● Referring expression data:

· · · · ·

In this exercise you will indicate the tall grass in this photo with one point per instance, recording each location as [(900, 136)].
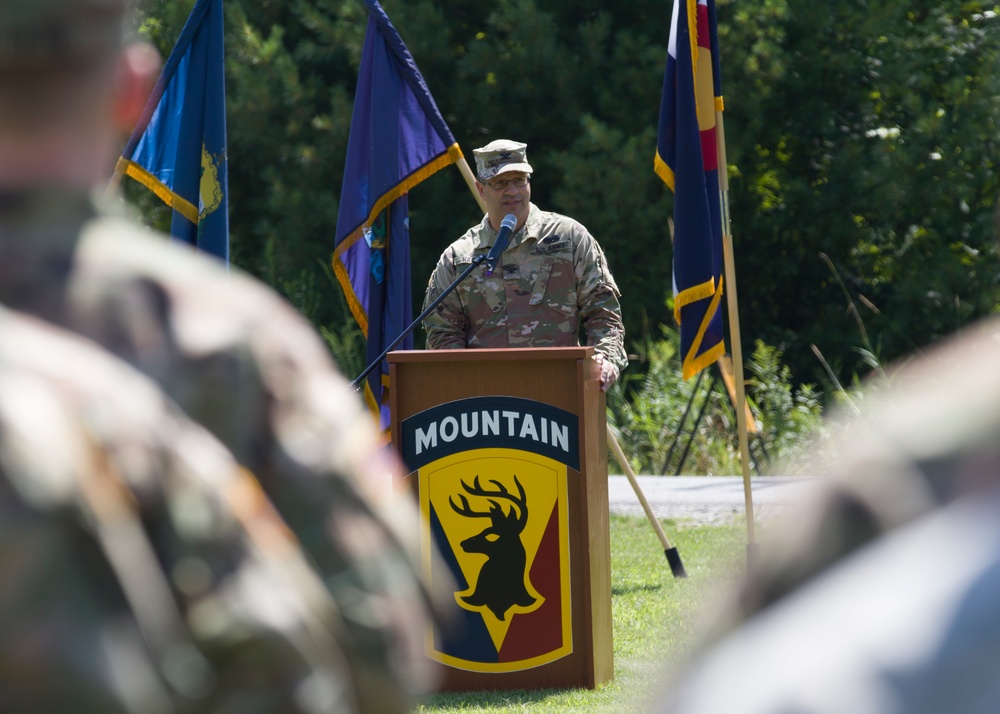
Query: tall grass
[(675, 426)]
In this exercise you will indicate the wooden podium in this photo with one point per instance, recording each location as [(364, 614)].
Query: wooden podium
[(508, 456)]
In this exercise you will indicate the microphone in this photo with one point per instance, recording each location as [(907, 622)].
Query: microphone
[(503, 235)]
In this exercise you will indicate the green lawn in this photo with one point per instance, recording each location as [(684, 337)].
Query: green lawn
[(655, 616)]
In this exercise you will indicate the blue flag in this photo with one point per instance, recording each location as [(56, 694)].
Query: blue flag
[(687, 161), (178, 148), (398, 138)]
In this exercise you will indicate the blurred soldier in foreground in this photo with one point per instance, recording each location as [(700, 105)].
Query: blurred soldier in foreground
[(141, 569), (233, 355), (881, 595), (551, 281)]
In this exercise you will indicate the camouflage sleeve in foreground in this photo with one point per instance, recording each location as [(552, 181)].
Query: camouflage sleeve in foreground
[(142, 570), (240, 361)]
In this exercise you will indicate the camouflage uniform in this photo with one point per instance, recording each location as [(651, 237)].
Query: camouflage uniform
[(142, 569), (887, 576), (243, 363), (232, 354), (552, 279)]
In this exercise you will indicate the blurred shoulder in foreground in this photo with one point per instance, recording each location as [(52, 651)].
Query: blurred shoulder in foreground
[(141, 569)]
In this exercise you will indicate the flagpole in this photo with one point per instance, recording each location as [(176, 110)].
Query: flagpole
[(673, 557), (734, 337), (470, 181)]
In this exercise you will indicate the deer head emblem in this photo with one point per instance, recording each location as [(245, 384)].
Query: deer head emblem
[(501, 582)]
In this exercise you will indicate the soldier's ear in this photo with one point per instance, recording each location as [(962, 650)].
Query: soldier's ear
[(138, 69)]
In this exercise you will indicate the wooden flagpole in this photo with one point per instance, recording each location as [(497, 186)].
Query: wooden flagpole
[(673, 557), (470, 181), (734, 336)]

· · · · ·

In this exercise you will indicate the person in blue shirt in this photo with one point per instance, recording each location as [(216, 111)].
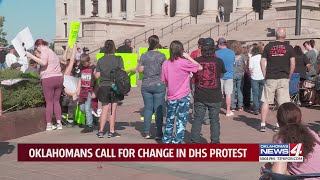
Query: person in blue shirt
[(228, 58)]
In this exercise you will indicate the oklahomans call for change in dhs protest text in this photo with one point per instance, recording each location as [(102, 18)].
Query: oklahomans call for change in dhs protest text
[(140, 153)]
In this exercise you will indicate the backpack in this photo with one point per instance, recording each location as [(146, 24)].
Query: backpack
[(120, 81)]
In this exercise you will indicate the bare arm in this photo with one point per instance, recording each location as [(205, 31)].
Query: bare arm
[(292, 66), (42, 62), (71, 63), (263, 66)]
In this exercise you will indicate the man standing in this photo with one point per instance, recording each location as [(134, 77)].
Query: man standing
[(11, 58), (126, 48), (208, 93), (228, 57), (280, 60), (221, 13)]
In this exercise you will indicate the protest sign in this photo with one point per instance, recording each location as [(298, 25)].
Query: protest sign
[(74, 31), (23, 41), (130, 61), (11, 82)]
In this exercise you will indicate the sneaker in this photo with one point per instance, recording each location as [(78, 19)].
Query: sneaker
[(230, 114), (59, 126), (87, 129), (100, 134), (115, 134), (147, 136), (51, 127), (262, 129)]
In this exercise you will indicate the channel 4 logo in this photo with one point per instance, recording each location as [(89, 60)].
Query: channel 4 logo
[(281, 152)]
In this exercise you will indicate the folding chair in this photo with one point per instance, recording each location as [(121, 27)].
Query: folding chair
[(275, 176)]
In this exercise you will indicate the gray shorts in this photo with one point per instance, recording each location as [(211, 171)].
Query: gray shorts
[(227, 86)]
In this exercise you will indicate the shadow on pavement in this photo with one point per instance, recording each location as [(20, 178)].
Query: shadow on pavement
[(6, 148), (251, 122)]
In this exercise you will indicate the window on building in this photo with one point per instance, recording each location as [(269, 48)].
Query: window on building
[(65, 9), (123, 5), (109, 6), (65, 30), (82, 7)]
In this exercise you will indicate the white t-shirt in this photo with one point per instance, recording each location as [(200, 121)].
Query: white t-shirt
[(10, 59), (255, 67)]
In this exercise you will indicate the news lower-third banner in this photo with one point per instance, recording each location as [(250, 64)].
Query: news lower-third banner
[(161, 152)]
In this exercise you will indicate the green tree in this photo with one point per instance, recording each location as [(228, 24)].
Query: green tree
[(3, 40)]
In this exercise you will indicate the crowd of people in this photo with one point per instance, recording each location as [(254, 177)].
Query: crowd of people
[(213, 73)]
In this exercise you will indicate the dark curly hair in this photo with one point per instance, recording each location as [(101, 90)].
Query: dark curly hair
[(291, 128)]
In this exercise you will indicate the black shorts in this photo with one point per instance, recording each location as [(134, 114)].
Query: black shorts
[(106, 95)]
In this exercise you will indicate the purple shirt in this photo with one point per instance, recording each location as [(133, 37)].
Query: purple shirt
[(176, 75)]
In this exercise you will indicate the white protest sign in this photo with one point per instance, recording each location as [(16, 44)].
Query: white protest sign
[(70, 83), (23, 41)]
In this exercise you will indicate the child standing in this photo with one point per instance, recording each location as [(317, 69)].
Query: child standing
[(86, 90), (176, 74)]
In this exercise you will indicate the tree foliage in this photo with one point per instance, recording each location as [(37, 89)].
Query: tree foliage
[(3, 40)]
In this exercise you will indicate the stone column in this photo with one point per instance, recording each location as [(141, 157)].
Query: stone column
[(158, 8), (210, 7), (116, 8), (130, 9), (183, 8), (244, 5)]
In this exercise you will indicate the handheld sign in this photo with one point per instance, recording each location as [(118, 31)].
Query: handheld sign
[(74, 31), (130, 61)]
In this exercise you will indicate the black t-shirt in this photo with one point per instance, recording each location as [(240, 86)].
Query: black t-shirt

· · · · ·

Take only the lines above from the one that has "In this exercise you will indicate the tall" through the one that has "In this exercise you will indicate the wooden podium" and reproduce them exactly, omitting any pictures.

In this exercise you will indicate the tall grass in this photo with one point per instance, recording each location as [(900, 136)].
Query: tall grass
[(675, 426)]
In this exercise you will indicate the wooden podium in this photo with one point per instance, recording each location as [(364, 614)].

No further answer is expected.